▸ **What this task involves**: Your copy should contain exactly the lines from the one that holds "the green leafy" through the end of the material, reproduced as written, with no pictures.

** Start **

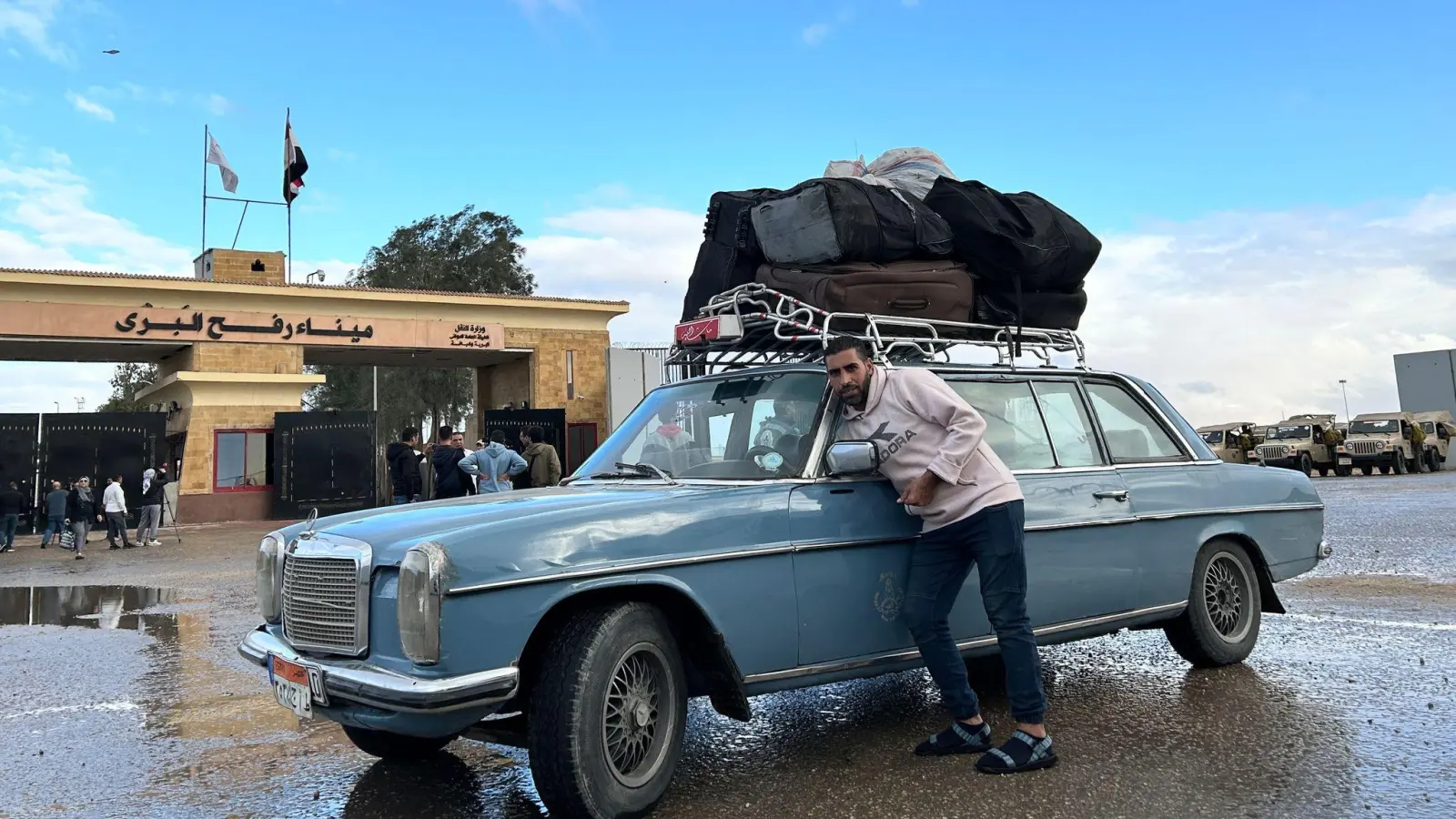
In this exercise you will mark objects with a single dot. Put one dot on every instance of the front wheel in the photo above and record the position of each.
(608, 713)
(1222, 620)
(395, 746)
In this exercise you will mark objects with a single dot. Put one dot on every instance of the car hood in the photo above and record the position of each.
(521, 533)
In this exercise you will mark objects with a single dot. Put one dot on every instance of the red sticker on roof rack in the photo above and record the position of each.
(713, 329)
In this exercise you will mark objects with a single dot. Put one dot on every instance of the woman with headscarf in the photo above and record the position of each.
(84, 513)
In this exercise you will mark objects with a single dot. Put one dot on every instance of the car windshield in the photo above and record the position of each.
(749, 428)
(1375, 428)
(1292, 431)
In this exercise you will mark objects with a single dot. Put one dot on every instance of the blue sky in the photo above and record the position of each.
(1178, 133)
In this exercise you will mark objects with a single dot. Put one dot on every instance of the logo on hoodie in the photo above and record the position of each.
(892, 442)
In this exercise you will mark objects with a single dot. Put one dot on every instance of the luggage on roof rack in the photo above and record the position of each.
(754, 325)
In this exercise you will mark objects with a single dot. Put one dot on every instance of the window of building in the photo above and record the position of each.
(244, 460)
(1130, 430)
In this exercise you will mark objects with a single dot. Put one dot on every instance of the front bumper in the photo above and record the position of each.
(390, 691)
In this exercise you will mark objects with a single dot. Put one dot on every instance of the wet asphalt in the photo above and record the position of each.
(123, 695)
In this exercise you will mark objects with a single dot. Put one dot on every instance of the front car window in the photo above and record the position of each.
(742, 428)
(1296, 431)
(1130, 430)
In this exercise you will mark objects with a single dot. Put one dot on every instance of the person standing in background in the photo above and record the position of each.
(114, 503)
(11, 504)
(56, 501)
(80, 506)
(543, 462)
(150, 515)
(494, 465)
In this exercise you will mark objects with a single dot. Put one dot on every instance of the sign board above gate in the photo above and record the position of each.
(150, 324)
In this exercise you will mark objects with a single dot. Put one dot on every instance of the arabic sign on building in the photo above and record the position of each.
(188, 325)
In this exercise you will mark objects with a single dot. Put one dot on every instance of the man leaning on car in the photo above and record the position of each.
(973, 515)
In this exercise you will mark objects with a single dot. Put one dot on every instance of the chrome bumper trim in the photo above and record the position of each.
(392, 691)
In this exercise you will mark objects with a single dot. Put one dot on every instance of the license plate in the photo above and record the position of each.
(291, 687)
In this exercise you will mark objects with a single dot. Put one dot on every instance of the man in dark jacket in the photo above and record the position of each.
(450, 481)
(404, 467)
(11, 504)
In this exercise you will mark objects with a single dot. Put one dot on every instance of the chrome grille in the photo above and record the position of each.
(1363, 446)
(320, 603)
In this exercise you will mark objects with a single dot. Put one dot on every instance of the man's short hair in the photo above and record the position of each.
(846, 343)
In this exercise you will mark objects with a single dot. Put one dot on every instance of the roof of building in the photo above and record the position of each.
(291, 286)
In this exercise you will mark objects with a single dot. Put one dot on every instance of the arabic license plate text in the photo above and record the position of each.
(291, 687)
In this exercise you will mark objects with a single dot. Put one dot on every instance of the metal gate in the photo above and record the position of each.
(19, 450)
(516, 421)
(322, 460)
(101, 445)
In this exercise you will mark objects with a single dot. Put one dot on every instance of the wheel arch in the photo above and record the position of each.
(1269, 598)
(711, 669)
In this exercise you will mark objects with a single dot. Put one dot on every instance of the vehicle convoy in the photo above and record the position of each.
(1305, 443)
(1390, 442)
(1234, 443)
(1439, 429)
(575, 622)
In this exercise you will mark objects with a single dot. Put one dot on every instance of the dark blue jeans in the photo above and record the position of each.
(939, 564)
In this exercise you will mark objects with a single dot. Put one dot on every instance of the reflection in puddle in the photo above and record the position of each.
(85, 606)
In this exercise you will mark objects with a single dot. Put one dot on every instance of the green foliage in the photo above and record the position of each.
(466, 252)
(124, 385)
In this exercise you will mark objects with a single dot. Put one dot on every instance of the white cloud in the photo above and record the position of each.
(1238, 315)
(87, 106)
(31, 21)
(217, 106)
(814, 34)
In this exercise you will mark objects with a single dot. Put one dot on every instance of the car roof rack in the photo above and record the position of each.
(754, 325)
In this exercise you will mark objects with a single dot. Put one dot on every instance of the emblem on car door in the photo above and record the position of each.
(888, 598)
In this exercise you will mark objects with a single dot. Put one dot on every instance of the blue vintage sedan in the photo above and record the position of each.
(723, 544)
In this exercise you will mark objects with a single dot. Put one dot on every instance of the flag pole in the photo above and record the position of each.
(206, 136)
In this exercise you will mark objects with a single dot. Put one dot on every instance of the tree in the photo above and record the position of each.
(124, 385)
(465, 252)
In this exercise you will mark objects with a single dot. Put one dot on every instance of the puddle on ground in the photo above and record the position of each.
(86, 606)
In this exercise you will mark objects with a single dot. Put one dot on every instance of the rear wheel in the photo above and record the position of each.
(608, 713)
(1222, 620)
(397, 746)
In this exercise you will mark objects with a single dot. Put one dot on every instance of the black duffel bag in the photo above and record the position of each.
(846, 220)
(1016, 237)
(730, 254)
(1038, 309)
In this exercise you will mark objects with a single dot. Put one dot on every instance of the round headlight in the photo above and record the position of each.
(268, 577)
(421, 583)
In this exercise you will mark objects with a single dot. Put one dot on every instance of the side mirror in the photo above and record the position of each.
(852, 458)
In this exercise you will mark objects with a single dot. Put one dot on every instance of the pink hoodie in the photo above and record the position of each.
(919, 423)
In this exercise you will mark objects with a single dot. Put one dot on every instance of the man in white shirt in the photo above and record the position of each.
(116, 504)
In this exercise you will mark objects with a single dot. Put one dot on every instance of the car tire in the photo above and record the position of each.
(1223, 615)
(590, 713)
(397, 746)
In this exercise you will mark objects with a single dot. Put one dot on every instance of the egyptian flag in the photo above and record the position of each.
(293, 164)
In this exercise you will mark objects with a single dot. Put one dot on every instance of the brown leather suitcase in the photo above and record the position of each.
(938, 290)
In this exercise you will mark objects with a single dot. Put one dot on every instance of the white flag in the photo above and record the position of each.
(215, 157)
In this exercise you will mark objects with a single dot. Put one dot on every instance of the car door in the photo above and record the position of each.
(852, 540)
(1169, 490)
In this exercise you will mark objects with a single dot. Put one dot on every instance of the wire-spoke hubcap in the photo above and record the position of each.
(638, 719)
(1227, 596)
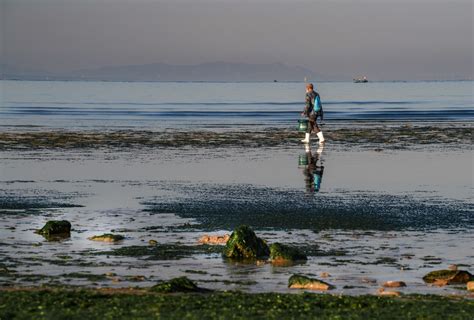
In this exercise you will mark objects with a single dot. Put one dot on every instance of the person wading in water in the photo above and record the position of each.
(313, 109)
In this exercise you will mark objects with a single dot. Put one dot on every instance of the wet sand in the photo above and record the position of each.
(394, 204)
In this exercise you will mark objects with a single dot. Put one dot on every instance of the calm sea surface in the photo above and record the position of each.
(377, 212)
(95, 105)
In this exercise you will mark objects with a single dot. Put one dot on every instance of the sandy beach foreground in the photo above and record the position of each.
(382, 212)
(142, 304)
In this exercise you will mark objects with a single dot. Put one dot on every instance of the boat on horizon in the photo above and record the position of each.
(361, 80)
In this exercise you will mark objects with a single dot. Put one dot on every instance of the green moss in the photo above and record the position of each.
(140, 304)
(244, 244)
(448, 276)
(280, 252)
(181, 284)
(108, 237)
(55, 228)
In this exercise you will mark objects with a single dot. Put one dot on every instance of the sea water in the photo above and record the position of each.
(394, 214)
(191, 105)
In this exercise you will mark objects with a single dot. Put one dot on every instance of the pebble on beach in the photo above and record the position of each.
(302, 282)
(394, 284)
(107, 237)
(218, 239)
(391, 293)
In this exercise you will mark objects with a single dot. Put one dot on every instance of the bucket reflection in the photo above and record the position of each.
(312, 168)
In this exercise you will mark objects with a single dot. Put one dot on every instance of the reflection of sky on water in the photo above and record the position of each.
(113, 188)
(96, 105)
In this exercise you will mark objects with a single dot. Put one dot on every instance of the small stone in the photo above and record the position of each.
(181, 284)
(368, 280)
(303, 282)
(470, 286)
(444, 277)
(53, 228)
(218, 239)
(107, 237)
(391, 293)
(281, 254)
(394, 284)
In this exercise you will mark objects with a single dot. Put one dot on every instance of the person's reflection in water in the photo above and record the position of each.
(313, 173)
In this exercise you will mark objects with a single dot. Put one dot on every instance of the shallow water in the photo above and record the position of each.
(388, 198)
(385, 215)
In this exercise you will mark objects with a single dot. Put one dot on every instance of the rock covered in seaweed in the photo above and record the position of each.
(107, 237)
(283, 254)
(244, 244)
(56, 228)
(214, 240)
(394, 284)
(470, 286)
(297, 281)
(181, 284)
(444, 277)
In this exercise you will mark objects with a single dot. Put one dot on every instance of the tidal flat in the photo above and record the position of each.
(392, 203)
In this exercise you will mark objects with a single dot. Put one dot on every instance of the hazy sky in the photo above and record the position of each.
(384, 39)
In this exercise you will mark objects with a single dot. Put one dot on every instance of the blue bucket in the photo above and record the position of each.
(303, 125)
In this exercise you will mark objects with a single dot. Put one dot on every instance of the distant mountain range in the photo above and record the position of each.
(217, 71)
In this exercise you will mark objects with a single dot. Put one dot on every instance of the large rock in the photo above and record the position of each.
(281, 254)
(244, 244)
(107, 237)
(181, 284)
(470, 286)
(444, 277)
(55, 228)
(302, 282)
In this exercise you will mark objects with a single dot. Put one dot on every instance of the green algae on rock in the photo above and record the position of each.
(283, 254)
(244, 244)
(55, 228)
(181, 284)
(444, 277)
(297, 281)
(107, 237)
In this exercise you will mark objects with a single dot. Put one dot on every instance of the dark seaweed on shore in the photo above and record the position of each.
(132, 303)
(162, 251)
(384, 136)
(228, 206)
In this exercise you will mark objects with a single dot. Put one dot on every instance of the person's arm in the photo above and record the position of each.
(320, 105)
(307, 106)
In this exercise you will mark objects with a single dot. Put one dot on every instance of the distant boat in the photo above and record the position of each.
(361, 80)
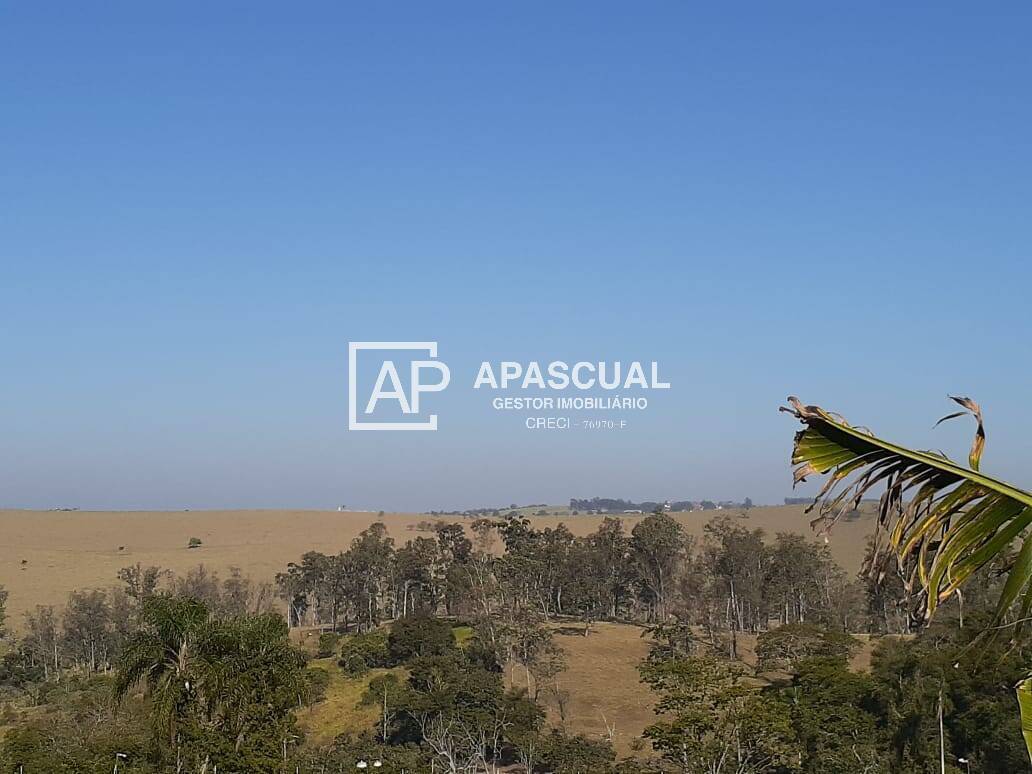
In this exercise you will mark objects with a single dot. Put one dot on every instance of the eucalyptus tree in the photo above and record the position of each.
(657, 548)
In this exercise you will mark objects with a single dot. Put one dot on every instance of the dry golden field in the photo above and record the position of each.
(45, 554)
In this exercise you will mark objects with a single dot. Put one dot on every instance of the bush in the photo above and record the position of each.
(784, 647)
(354, 665)
(328, 644)
(364, 651)
(318, 681)
(565, 754)
(419, 636)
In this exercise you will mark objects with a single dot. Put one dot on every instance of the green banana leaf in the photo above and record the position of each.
(943, 521)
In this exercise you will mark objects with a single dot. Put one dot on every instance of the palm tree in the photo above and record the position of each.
(942, 520)
(169, 655)
(214, 684)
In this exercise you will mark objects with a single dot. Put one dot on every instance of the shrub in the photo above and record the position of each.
(419, 636)
(328, 644)
(354, 665)
(363, 651)
(318, 681)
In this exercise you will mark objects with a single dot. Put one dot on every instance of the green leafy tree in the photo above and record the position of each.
(711, 721)
(784, 647)
(658, 545)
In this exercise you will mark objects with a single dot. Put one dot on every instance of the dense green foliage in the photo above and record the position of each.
(206, 675)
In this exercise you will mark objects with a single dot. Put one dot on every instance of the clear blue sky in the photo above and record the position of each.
(200, 206)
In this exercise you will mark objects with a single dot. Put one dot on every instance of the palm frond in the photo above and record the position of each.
(943, 521)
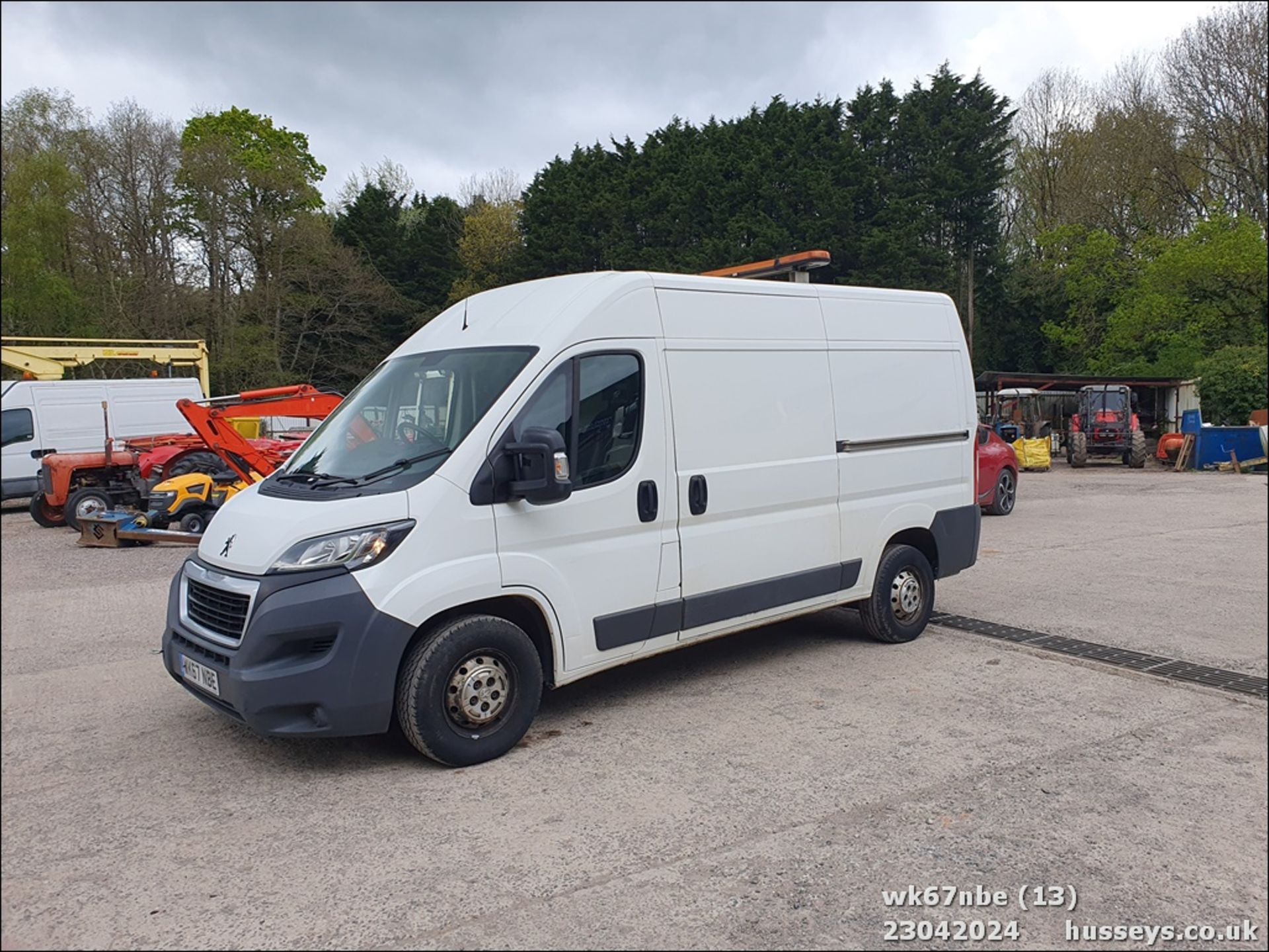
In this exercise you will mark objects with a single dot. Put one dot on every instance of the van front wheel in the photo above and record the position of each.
(903, 596)
(469, 691)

** End **

▸ **Answer to the problem**:
In this exercise you will mark objects with a single dot. Put one dot on every instance of the green leafy tree in the photo above and record the position of each.
(711, 721)
(784, 647)
(658, 545)
In this exercise you will mark objects with a single dot. Put one dot on every instance of the dense green foliage in the photo above and record the position of each.
(206, 675)
In this exercise you will mark objects with a single dot. Put one dot on every instance of the clear blue sky in the photo above and record the position of each.
(200, 206)
In this exercise you will mark objects with a single dot. Put one dot on every instance of the palm frond in the photo above and record the position of each.
(943, 521)
In this exercise you will mark objects with a single dot. Put one dot on every instance of the van front wheel in the photo above and record the position of each.
(903, 596)
(469, 691)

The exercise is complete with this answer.